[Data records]
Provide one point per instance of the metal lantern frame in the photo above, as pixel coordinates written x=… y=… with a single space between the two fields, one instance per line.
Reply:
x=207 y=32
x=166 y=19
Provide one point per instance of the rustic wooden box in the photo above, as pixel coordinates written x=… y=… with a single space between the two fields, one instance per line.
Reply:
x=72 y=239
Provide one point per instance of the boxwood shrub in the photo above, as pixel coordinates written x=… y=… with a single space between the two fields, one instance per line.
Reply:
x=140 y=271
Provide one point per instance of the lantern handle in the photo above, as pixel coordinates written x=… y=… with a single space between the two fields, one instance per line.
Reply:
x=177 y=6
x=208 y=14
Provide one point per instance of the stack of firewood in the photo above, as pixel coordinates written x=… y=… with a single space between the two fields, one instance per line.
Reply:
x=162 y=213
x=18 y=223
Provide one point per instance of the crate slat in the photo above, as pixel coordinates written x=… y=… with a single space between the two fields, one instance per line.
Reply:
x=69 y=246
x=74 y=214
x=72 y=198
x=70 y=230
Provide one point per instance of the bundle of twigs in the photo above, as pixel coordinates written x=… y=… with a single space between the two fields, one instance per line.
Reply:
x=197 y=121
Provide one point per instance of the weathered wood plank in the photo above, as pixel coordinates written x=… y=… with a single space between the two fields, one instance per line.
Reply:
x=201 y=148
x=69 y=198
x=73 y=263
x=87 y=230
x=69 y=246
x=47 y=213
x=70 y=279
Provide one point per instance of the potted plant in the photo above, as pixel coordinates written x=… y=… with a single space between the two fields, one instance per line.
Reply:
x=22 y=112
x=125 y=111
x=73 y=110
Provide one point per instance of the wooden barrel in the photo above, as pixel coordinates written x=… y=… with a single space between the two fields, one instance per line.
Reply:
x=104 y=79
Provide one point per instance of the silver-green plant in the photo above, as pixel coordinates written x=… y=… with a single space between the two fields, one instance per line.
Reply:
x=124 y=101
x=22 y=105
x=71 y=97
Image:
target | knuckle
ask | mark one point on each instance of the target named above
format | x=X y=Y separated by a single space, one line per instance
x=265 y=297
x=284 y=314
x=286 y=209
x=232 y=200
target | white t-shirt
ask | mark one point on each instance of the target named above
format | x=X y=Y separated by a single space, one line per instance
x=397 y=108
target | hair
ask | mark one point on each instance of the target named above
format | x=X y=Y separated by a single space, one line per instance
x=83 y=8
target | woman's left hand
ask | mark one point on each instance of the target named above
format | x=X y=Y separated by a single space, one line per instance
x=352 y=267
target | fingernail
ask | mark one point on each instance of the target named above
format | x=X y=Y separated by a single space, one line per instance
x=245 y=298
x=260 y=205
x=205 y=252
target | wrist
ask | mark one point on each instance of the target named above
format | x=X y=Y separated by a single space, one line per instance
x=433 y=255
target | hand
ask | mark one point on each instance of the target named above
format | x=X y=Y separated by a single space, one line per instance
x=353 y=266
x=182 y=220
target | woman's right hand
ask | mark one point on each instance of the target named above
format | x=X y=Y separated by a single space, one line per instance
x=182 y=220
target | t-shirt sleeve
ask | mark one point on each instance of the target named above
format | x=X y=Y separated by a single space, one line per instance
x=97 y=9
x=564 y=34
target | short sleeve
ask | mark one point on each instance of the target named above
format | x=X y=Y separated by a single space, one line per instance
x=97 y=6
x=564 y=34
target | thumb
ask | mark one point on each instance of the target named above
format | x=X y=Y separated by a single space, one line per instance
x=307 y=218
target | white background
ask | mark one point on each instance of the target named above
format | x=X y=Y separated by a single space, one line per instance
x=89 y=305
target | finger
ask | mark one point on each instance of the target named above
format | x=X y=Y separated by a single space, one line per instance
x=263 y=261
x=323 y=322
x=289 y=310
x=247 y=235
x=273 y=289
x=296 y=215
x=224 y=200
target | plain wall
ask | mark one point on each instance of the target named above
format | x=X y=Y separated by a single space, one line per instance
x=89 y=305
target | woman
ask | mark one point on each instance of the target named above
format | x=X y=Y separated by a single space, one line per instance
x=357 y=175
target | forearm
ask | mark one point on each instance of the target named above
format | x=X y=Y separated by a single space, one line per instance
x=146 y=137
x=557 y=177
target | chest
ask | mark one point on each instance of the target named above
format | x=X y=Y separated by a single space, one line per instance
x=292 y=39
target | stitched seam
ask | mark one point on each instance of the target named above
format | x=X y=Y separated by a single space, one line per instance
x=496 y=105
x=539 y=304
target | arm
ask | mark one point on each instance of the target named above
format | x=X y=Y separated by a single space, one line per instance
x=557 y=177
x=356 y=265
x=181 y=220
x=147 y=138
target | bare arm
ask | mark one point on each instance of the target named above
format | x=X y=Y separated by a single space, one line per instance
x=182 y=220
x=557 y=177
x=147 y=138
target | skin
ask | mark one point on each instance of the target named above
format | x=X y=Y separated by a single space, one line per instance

WHAT YOU ARE ASKED TO DO:
Rewrite the data above as a Markdown table from its first line through the line containing "x=140 y=271", both included. Use the columns Row and Text, with one numbered row per line and blank lines left out.

EXERCISE SOLUTION:
| Row | Text |
|---|---|
| 1 | Provide one point per instance of the metal lantern frame in the photo above, as pixel coordinates written x=… y=… with a single space between the two fields, one instance per line. |
| 2 | Reply: |
| 3 | x=207 y=32 |
| 4 | x=166 y=19 |
| 5 | Provide one point per instance of the rustic wooden box in the photo above, as pixel coordinates written x=… y=… with a single space between the two fields, one instance per line. |
| 6 | Reply: |
| 7 | x=72 y=239 |
| 8 | Provide one point per instance of the boxwood shrub in the photo above, as pixel coordinates written x=… y=… with a single space between the two fields, one instance per line. |
| 9 | Reply: |
| 10 | x=140 y=271 |